[Coordinate annotation records]

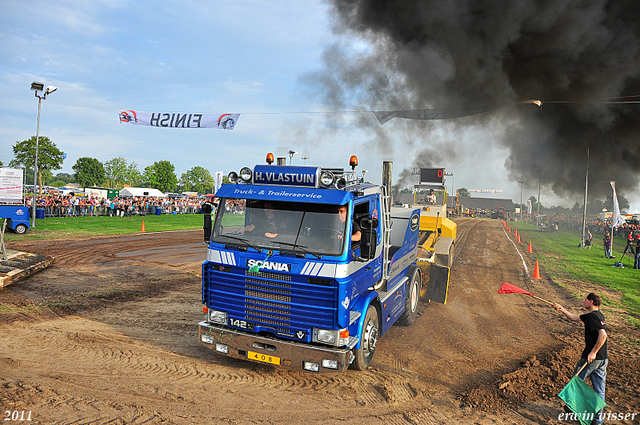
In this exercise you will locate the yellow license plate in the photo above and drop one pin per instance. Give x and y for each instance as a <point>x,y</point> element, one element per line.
<point>265,358</point>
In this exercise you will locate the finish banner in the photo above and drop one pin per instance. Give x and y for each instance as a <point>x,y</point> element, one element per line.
<point>179,120</point>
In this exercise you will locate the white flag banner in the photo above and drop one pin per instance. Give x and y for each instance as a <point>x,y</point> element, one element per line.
<point>179,120</point>
<point>617,219</point>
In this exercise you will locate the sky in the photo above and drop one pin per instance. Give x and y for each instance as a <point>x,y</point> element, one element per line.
<point>256,58</point>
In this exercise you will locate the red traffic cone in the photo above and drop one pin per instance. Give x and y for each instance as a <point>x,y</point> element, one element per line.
<point>536,272</point>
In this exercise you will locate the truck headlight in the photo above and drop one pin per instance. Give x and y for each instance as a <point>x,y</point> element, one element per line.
<point>337,338</point>
<point>311,366</point>
<point>329,364</point>
<point>219,317</point>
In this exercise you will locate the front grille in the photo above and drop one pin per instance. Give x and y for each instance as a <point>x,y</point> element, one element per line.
<point>267,296</point>
<point>267,275</point>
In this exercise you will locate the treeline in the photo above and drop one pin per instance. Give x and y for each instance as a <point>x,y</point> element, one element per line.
<point>115,173</point>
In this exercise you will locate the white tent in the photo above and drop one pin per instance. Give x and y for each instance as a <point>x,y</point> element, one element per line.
<point>140,191</point>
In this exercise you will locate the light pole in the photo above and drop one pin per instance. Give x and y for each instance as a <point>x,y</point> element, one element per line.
<point>36,87</point>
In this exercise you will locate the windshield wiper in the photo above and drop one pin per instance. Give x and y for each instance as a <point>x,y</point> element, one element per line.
<point>302,248</point>
<point>243,240</point>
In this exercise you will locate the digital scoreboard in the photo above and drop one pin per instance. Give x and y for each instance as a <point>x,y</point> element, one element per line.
<point>432,175</point>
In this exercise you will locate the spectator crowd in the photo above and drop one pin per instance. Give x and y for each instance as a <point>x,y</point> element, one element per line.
<point>82,206</point>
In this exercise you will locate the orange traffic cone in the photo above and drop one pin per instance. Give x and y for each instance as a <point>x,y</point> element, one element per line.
<point>536,272</point>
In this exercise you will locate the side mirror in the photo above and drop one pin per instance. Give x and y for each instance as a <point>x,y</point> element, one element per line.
<point>368,223</point>
<point>206,210</point>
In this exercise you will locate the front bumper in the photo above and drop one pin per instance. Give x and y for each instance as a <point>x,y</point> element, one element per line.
<point>259,349</point>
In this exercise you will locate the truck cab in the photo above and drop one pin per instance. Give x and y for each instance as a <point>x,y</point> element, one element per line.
<point>306,268</point>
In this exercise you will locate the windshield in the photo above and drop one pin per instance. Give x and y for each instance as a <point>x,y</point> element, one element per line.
<point>304,228</point>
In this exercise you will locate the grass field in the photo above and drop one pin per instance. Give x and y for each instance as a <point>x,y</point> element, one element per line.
<point>558,253</point>
<point>78,227</point>
<point>561,258</point>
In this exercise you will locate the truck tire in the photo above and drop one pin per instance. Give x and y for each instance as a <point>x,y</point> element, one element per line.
<point>368,340</point>
<point>413,297</point>
<point>20,229</point>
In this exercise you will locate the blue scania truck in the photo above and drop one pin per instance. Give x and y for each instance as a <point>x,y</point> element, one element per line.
<point>300,283</point>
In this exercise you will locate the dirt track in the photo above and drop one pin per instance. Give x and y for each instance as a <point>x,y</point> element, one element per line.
<point>108,335</point>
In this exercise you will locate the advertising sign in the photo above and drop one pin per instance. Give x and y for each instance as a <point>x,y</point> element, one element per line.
<point>10,186</point>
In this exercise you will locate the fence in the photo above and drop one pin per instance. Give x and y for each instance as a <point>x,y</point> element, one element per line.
<point>103,211</point>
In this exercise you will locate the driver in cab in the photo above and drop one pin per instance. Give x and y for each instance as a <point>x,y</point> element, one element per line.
<point>265,222</point>
<point>356,233</point>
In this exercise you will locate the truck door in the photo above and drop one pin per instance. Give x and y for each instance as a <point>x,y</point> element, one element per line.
<point>367,272</point>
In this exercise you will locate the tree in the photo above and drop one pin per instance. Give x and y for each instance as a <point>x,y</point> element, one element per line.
<point>49,156</point>
<point>133,176</point>
<point>89,172</point>
<point>118,173</point>
<point>197,179</point>
<point>115,171</point>
<point>161,175</point>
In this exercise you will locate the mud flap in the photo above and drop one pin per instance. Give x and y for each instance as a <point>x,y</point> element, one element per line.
<point>438,287</point>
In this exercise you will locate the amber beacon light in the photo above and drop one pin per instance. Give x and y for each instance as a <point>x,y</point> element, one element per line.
<point>270,158</point>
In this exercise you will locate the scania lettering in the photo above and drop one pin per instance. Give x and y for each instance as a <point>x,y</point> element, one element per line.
<point>308,267</point>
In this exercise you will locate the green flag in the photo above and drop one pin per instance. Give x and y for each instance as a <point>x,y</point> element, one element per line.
<point>582,400</point>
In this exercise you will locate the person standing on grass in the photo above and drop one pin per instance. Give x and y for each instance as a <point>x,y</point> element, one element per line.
<point>595,350</point>
<point>606,240</point>
<point>588,239</point>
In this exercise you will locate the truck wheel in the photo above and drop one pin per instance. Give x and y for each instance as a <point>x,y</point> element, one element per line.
<point>20,229</point>
<point>412,299</point>
<point>368,340</point>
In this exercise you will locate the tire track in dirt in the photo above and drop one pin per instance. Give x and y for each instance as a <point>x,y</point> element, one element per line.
<point>89,350</point>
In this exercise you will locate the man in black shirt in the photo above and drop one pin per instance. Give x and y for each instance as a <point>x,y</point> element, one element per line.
<point>595,350</point>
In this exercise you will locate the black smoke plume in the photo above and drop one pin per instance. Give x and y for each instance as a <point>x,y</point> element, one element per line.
<point>424,54</point>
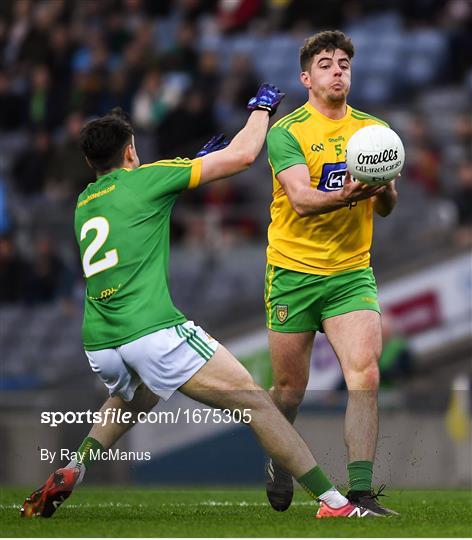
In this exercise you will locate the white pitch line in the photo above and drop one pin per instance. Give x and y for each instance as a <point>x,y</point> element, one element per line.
<point>127,505</point>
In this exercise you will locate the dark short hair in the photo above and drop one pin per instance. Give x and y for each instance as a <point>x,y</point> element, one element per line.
<point>103,140</point>
<point>329,40</point>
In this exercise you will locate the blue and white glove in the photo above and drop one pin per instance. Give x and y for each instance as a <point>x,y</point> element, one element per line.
<point>268,98</point>
<point>217,142</point>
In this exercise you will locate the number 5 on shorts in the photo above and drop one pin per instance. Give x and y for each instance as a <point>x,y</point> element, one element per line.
<point>101,225</point>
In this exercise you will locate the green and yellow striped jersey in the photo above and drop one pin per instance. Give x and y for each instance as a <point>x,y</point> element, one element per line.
<point>318,244</point>
<point>122,223</point>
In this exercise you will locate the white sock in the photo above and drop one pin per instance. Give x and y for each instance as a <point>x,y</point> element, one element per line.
<point>333,498</point>
<point>74,464</point>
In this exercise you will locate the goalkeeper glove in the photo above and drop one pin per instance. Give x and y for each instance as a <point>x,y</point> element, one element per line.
<point>268,98</point>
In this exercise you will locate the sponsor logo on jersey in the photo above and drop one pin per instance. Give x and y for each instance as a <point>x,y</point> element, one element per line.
<point>281,310</point>
<point>332,176</point>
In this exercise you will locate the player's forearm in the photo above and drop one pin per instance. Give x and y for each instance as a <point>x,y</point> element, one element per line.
<point>385,202</point>
<point>247,144</point>
<point>309,201</point>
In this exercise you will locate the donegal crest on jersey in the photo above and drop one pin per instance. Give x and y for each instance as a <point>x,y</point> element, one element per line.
<point>122,223</point>
<point>318,244</point>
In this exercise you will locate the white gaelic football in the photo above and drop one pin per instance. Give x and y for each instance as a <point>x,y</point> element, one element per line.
<point>375,155</point>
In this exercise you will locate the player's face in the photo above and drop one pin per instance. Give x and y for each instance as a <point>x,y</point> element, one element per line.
<point>329,77</point>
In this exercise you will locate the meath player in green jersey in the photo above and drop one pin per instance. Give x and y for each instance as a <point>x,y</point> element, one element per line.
<point>318,273</point>
<point>137,342</point>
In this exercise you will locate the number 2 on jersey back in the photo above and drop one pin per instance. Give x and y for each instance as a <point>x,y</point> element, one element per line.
<point>101,225</point>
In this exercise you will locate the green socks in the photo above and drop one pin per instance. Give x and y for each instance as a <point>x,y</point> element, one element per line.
<point>89,451</point>
<point>315,482</point>
<point>360,475</point>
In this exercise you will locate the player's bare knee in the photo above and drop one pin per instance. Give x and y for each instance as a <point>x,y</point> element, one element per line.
<point>289,397</point>
<point>364,378</point>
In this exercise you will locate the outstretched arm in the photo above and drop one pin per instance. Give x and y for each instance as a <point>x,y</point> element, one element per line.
<point>247,144</point>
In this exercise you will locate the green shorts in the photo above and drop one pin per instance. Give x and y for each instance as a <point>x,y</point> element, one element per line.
<point>299,302</point>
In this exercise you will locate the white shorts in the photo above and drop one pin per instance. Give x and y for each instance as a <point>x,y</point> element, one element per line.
<point>163,361</point>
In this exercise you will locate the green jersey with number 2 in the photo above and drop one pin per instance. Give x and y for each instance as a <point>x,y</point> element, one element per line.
<point>122,223</point>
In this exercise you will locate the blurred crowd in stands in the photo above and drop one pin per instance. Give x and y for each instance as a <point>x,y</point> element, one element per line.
<point>184,70</point>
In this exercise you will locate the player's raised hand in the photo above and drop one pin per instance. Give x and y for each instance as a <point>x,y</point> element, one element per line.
<point>354,190</point>
<point>217,142</point>
<point>268,98</point>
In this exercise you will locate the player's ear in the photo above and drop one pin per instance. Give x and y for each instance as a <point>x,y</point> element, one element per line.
<point>129,154</point>
<point>305,79</point>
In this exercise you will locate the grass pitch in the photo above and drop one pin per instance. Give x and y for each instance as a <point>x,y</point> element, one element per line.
<point>112,512</point>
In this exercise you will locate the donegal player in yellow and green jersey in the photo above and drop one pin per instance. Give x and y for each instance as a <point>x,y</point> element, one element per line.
<point>318,274</point>
<point>326,243</point>
<point>138,343</point>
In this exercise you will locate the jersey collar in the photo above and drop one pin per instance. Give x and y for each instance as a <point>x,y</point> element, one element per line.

• _GOAL_
Format everything in the material from the line containing "In this exercise you will locate the windshield in" down to the line containing "<point>561,258</point>" as a numbered list, leaving out any blank lines.

• _THE SOLUTION_
1. In this exercise you will locate the windshield in the photo above and drop one pin per instance. Give x and y for each instance as a <point>x,y</point> element, one element per line.
2. <point>304,228</point>
3. In this exercise you will locate the grass field in the photo above and drop one pin per instance. Give x and y for each instance as a <point>x,y</point> element, one element per line.
4. <point>558,253</point>
5. <point>78,227</point>
6. <point>561,258</point>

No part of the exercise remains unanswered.